*Required action*.
Omit the images, then output each of the records below exactly.

*Record extracts*.
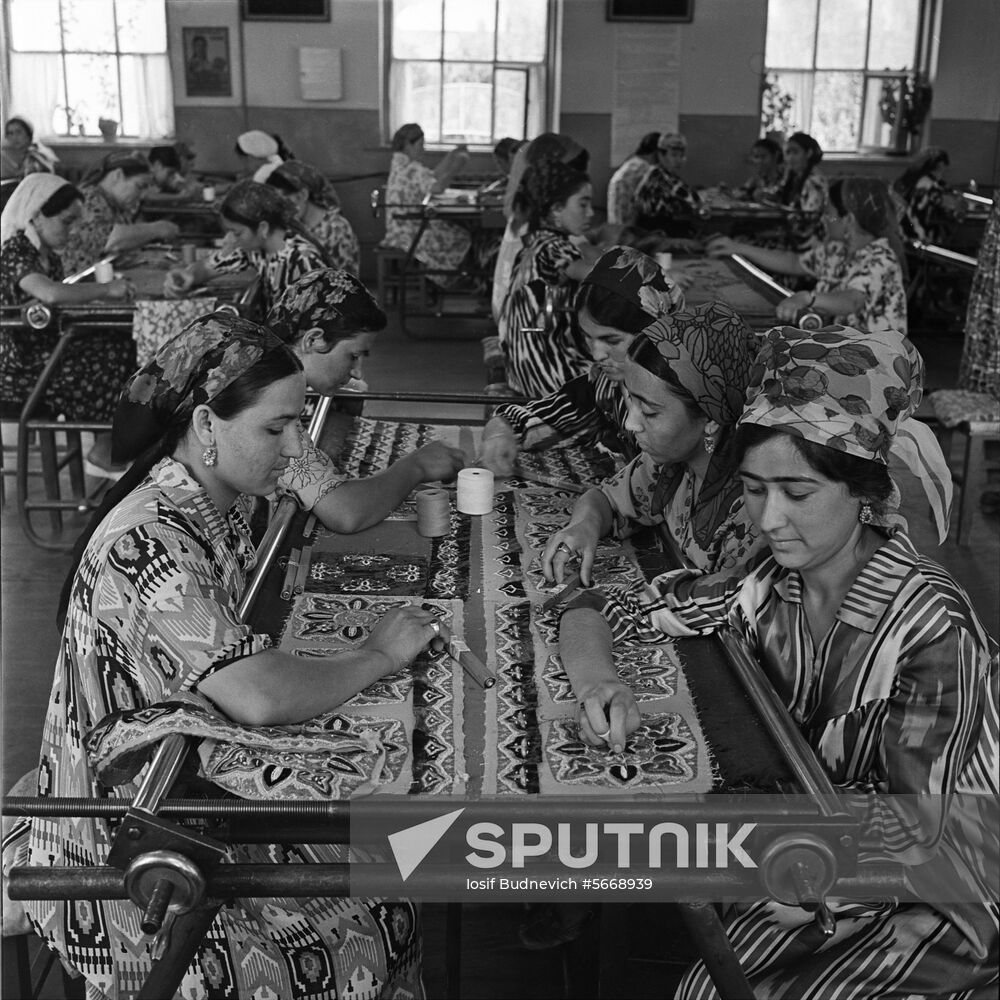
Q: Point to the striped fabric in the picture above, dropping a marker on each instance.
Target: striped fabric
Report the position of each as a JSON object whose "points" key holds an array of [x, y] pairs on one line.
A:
{"points": [[539, 363], [900, 699]]}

*Written solution*.
Q: Point to the striped fabric in the picture above, dropping a marker on each instance.
Target: striped fabric
Report the position of each as a JSON object whose "points" key holds an array of [x, y] pairs on one line.
A:
{"points": [[539, 363], [900, 699]]}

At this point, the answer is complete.